# TASK DETAILS:
Answer these questions using the essay on asking for help below:
1. What kind of record did the writer first hear "Message in a Bottle" on?
2. Whom does the essay quote as recently pointing out that success depends on a network of institutions and people?
3. How long has CKS had an advisory board?

# SOURCE EXCERPT:

My Biggest Failing as an Entrepreneur: Not Asking for Help

This will date me, but I first heard the song ‘Message in a Bottle’ by The Police off a 33 r.p.m. record in my parents drawing room. It’s an eloquent parable of a song, written by a loner, sending out an S.O.S. to the world, his message in a bottle, resigned to a feeling of loneliness, until one day, hundred million bottles come washing up on his shore.

There is a kind of structural autonomy to being in charge, to being the head of your own outfit, which forces you quickly realize that really, if the buck stops with you, then you better be ready for anything. But this is only half the truth. As Obama pointed out recently, if you’ve done anything successful and good in life, it’s because of the network of institutions and people that support and service your business – you didn’t build that!

For many years, CKS never had an advisory board. Put it down to ignorance and naivete – I never understood how such a board might work or what it might do for us. Well, we have had one for the last two years, and it has made a tremendous difference to the way we think about business, and the kinds of strategic decisions we make or are capable of making.

# DATASET EXTRACT:

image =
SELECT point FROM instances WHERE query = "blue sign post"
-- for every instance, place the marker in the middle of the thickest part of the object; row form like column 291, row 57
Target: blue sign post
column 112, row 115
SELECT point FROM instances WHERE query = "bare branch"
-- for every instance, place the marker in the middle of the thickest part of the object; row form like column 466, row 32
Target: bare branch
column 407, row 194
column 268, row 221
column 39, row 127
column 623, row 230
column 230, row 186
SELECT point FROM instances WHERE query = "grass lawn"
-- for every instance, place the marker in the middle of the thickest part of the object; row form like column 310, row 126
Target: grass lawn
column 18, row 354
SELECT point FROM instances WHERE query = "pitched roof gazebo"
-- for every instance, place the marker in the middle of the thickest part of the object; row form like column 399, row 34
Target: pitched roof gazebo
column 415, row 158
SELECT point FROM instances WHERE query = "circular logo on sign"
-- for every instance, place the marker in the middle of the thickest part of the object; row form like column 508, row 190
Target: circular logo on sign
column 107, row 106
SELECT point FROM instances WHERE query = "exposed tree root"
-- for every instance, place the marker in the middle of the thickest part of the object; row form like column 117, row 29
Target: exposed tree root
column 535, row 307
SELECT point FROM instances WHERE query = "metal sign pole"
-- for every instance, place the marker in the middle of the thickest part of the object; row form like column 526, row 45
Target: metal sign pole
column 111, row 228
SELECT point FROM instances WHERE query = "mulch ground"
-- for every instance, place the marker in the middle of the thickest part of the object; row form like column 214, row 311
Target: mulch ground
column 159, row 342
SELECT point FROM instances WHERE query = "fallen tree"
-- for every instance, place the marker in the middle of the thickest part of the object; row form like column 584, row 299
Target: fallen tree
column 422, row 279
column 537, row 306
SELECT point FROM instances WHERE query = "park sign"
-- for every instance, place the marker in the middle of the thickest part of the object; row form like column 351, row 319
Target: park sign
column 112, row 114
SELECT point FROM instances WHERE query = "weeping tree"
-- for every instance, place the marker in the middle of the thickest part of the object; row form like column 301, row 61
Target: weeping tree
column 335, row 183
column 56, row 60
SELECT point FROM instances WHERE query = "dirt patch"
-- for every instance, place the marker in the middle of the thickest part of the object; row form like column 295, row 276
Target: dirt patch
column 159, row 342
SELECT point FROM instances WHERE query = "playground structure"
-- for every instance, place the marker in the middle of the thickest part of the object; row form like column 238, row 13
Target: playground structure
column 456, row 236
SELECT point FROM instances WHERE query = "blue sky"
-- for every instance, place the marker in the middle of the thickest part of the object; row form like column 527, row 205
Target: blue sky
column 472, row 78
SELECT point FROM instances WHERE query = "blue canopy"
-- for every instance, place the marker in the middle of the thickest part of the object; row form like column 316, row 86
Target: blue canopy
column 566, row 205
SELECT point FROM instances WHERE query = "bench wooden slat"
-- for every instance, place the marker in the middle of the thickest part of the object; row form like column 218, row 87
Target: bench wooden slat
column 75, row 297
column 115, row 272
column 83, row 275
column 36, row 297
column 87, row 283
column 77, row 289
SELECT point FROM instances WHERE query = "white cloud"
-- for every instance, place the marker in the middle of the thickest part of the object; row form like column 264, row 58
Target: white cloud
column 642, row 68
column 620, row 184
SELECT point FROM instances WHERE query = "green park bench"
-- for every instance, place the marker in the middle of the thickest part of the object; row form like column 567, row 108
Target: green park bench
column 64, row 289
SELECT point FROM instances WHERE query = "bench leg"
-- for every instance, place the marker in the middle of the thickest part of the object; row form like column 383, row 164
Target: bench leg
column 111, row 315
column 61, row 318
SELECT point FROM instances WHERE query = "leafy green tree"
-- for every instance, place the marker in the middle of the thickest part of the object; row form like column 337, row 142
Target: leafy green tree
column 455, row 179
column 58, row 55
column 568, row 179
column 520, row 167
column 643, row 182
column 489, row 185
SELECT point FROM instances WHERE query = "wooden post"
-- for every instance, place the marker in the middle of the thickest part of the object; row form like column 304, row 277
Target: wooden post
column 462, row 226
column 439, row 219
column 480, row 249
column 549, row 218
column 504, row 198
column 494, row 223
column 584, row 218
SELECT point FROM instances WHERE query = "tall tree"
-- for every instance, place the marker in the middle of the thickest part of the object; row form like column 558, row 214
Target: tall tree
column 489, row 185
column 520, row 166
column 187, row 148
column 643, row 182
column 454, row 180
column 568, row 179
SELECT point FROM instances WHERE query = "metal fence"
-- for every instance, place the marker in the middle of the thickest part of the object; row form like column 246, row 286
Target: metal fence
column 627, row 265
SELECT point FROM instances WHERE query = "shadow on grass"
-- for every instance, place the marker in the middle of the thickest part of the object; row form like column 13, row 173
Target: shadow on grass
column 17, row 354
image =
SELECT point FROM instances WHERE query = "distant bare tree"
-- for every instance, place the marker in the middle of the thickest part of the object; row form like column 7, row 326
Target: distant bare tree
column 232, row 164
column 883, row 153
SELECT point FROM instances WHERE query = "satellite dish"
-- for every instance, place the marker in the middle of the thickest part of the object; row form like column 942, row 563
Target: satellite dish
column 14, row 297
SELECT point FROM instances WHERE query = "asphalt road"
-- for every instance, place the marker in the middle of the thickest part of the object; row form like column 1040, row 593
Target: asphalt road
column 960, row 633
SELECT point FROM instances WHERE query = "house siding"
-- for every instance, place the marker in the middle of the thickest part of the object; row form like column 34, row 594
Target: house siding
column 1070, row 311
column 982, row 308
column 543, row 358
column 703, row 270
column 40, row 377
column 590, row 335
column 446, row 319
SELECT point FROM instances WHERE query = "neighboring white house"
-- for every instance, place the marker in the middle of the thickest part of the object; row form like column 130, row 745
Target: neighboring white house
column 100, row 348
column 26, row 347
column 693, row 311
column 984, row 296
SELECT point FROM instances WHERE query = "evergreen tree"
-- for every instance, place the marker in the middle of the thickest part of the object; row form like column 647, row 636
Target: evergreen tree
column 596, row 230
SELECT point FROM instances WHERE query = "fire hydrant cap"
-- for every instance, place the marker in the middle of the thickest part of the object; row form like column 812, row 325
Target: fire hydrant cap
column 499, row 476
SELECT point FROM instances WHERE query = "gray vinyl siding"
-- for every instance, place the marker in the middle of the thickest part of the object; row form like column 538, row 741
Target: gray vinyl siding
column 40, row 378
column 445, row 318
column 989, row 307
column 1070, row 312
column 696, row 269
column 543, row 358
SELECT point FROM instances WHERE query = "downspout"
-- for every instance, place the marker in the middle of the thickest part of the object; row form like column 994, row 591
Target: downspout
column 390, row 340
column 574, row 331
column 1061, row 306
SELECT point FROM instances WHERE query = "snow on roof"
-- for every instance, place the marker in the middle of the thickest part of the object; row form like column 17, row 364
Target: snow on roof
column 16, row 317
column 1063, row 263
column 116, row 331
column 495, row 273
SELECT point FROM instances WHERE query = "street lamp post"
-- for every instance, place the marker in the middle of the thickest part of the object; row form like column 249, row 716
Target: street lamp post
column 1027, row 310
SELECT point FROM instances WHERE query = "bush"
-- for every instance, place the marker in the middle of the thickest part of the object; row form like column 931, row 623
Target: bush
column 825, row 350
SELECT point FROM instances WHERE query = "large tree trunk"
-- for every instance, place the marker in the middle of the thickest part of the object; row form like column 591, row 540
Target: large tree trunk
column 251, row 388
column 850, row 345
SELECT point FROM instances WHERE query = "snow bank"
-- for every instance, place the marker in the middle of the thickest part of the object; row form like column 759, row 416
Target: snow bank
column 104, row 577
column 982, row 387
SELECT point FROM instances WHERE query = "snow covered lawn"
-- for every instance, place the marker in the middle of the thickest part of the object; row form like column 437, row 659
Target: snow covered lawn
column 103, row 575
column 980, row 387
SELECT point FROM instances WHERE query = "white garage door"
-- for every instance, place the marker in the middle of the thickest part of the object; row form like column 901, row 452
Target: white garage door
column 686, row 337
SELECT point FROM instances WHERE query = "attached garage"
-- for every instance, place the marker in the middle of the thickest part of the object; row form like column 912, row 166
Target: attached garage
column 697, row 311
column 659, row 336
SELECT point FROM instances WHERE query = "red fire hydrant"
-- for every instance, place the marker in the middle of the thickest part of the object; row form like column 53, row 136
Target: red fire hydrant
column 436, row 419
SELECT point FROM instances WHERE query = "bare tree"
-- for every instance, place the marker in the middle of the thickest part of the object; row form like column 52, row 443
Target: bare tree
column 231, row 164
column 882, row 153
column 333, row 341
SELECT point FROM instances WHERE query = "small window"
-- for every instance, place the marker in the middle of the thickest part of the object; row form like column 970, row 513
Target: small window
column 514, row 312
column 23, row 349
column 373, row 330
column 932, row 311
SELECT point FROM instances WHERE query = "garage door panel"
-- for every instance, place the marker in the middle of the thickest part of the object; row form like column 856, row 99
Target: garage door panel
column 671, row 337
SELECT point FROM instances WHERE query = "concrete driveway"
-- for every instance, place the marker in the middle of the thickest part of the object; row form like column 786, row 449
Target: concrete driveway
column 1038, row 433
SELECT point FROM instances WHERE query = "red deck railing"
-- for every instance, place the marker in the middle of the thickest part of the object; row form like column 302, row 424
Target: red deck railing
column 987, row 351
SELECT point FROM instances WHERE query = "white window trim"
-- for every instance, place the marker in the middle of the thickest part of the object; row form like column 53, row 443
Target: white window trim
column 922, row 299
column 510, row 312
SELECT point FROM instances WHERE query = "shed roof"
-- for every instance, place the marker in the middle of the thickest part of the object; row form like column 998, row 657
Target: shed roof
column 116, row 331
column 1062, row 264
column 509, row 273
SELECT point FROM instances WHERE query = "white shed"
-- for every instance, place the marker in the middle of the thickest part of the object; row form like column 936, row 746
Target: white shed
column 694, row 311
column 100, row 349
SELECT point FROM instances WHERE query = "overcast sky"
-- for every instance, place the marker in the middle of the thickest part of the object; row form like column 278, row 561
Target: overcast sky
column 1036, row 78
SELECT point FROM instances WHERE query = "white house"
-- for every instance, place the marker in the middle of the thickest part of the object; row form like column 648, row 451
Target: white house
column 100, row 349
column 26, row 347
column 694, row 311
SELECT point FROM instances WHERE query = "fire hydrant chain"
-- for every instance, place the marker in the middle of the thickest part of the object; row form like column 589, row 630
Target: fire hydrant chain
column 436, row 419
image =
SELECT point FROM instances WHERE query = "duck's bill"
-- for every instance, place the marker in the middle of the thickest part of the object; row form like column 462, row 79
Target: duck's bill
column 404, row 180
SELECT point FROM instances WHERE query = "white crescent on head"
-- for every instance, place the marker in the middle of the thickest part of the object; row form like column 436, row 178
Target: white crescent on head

# TASK RESPONSE:
1. A 33 r.p.m. record.
2. Obama.
3. For the last two years.